THE TASK: Beginning with the line containing "Expected behaviour: the pointer locates the yellowtail" and ending with the last line, repeat the records exactly.
# Start of RAW DATA
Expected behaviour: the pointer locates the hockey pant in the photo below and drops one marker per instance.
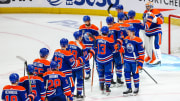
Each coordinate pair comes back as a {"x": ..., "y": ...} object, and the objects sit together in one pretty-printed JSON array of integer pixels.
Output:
[
  {"x": 58, "y": 96},
  {"x": 104, "y": 71},
  {"x": 131, "y": 68},
  {"x": 117, "y": 61},
  {"x": 71, "y": 82},
  {"x": 152, "y": 46},
  {"x": 78, "y": 75}
]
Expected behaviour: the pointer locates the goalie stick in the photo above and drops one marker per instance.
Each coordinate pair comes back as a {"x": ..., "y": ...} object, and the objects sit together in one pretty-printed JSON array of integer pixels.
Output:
[
  {"x": 25, "y": 67},
  {"x": 144, "y": 69}
]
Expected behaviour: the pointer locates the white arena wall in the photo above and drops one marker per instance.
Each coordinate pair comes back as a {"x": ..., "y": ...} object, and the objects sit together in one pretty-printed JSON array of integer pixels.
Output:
[{"x": 88, "y": 7}]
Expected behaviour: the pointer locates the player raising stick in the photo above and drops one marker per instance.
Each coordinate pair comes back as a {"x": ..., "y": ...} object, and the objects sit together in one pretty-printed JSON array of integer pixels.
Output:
[
  {"x": 57, "y": 84},
  {"x": 14, "y": 92},
  {"x": 37, "y": 84},
  {"x": 133, "y": 47}
]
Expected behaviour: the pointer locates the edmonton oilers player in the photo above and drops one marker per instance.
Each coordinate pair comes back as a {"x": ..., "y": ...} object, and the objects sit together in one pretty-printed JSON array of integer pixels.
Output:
[
  {"x": 14, "y": 92},
  {"x": 135, "y": 23},
  {"x": 66, "y": 61},
  {"x": 122, "y": 25},
  {"x": 104, "y": 58},
  {"x": 57, "y": 85},
  {"x": 41, "y": 64},
  {"x": 119, "y": 9},
  {"x": 78, "y": 49},
  {"x": 133, "y": 47},
  {"x": 153, "y": 19},
  {"x": 37, "y": 84},
  {"x": 114, "y": 33},
  {"x": 86, "y": 29}
]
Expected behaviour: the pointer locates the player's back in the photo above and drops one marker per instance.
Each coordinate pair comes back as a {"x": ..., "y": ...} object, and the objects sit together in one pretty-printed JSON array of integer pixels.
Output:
[
  {"x": 136, "y": 24},
  {"x": 132, "y": 46},
  {"x": 14, "y": 93},
  {"x": 74, "y": 49},
  {"x": 123, "y": 27},
  {"x": 93, "y": 29},
  {"x": 154, "y": 28},
  {"x": 65, "y": 60},
  {"x": 41, "y": 66},
  {"x": 37, "y": 85},
  {"x": 57, "y": 83},
  {"x": 105, "y": 48},
  {"x": 114, "y": 32}
]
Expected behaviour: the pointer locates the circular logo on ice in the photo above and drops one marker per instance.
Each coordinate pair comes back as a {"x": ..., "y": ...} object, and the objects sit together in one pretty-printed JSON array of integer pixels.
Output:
[
  {"x": 54, "y": 2},
  {"x": 130, "y": 48}
]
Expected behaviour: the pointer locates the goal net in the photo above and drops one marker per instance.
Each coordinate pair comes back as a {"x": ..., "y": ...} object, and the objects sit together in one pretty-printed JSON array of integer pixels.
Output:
[{"x": 174, "y": 34}]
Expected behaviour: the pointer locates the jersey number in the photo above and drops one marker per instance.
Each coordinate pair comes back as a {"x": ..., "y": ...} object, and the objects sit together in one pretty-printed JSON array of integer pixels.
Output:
[
  {"x": 54, "y": 84},
  {"x": 102, "y": 49},
  {"x": 59, "y": 62},
  {"x": 12, "y": 98}
]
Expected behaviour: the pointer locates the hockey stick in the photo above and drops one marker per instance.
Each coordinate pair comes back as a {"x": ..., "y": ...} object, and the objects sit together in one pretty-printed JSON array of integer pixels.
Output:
[
  {"x": 90, "y": 35},
  {"x": 108, "y": 10},
  {"x": 25, "y": 67},
  {"x": 83, "y": 78},
  {"x": 144, "y": 69},
  {"x": 25, "y": 62}
]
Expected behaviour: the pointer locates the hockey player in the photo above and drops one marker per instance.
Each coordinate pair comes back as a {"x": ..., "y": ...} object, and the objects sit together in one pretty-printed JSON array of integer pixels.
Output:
[
  {"x": 57, "y": 84},
  {"x": 41, "y": 64},
  {"x": 133, "y": 22},
  {"x": 78, "y": 49},
  {"x": 133, "y": 47},
  {"x": 105, "y": 48},
  {"x": 37, "y": 84},
  {"x": 14, "y": 92},
  {"x": 119, "y": 9},
  {"x": 123, "y": 26},
  {"x": 152, "y": 19},
  {"x": 66, "y": 61},
  {"x": 86, "y": 29},
  {"x": 114, "y": 33}
]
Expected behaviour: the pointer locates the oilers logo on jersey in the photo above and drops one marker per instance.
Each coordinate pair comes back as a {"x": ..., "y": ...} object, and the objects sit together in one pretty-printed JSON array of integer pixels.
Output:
[
  {"x": 86, "y": 36},
  {"x": 130, "y": 48}
]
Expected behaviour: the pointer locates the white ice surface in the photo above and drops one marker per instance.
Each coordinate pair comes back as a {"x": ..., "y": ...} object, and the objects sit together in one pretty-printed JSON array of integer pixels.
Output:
[{"x": 25, "y": 34}]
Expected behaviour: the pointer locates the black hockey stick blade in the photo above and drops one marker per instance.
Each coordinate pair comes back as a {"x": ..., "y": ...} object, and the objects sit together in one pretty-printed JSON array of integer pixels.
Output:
[
  {"x": 110, "y": 6},
  {"x": 150, "y": 76},
  {"x": 21, "y": 58}
]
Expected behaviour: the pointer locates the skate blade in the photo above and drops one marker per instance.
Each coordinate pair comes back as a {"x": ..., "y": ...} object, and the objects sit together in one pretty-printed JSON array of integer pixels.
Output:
[
  {"x": 135, "y": 94},
  {"x": 119, "y": 85},
  {"x": 107, "y": 93},
  {"x": 129, "y": 94}
]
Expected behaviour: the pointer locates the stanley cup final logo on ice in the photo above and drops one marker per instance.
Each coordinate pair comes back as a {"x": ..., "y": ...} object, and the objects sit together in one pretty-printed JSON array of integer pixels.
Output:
[{"x": 98, "y": 3}]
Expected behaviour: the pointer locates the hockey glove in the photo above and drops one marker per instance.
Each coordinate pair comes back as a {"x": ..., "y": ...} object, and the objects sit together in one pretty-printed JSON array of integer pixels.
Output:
[
  {"x": 31, "y": 96},
  {"x": 70, "y": 98},
  {"x": 117, "y": 47},
  {"x": 81, "y": 59}
]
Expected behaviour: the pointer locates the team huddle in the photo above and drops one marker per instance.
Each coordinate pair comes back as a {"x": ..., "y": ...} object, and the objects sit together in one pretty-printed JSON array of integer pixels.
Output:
[{"x": 115, "y": 46}]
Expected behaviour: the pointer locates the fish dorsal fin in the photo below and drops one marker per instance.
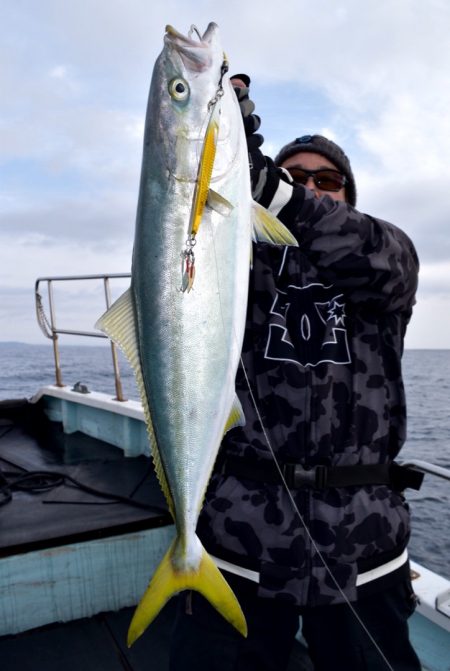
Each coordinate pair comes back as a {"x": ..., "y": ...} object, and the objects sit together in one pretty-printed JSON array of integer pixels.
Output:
[
  {"x": 218, "y": 203},
  {"x": 267, "y": 228},
  {"x": 119, "y": 325},
  {"x": 236, "y": 417}
]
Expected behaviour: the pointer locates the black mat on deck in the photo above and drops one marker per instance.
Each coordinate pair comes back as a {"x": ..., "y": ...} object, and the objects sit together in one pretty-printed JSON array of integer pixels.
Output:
[
  {"x": 99, "y": 644},
  {"x": 65, "y": 512}
]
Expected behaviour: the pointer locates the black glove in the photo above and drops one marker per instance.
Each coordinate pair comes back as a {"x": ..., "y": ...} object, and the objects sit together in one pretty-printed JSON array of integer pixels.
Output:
[{"x": 251, "y": 121}]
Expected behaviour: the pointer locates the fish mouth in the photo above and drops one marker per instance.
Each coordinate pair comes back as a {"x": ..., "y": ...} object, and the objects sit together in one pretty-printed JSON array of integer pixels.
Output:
[{"x": 195, "y": 52}]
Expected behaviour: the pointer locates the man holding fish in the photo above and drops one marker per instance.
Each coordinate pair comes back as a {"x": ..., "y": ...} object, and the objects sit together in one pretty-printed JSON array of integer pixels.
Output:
[
  {"x": 323, "y": 534},
  {"x": 265, "y": 323}
]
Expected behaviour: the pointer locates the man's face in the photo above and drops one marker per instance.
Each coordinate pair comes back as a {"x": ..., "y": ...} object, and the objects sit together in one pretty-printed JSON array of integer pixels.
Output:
[{"x": 310, "y": 161}]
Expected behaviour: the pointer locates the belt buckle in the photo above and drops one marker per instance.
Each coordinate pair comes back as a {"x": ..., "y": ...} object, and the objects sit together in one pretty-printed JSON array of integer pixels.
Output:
[{"x": 314, "y": 478}]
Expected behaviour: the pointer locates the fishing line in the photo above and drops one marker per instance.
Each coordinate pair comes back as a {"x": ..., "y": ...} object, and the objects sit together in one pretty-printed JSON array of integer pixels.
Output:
[{"x": 283, "y": 480}]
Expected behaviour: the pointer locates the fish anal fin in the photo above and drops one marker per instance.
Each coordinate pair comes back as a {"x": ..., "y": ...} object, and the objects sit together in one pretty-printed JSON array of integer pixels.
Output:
[
  {"x": 167, "y": 581},
  {"x": 267, "y": 228},
  {"x": 118, "y": 323},
  {"x": 236, "y": 416}
]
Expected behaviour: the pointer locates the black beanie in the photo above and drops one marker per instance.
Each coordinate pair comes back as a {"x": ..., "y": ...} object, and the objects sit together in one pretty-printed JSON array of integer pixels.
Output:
[{"x": 318, "y": 144}]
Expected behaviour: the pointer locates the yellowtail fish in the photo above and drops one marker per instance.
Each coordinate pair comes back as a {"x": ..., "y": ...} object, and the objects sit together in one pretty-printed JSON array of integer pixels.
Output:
[{"x": 181, "y": 323}]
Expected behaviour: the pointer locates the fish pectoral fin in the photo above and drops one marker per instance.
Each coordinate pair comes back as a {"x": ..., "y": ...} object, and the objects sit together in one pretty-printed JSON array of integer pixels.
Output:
# End of RAW DATA
RESPONSE FOR THIS EXERCISE:
Expected behaviour: the pointer locates the yellowtail fish in the photo above and drops one marker per instance.
Each coordinate pair comes back as a {"x": ..., "y": ...} object, and the objects sit together in one pretty-printed JSON array of integer pixels.
Output:
[{"x": 181, "y": 323}]
Expected behaviour: the pointer locates the fish pectoral fin in the photo above and drops one marker per instance.
Each coordinate pair comes back as a {"x": ..., "y": ...} object, and the objects sit together in one pretty-printed JSON array of integer pixels.
Output:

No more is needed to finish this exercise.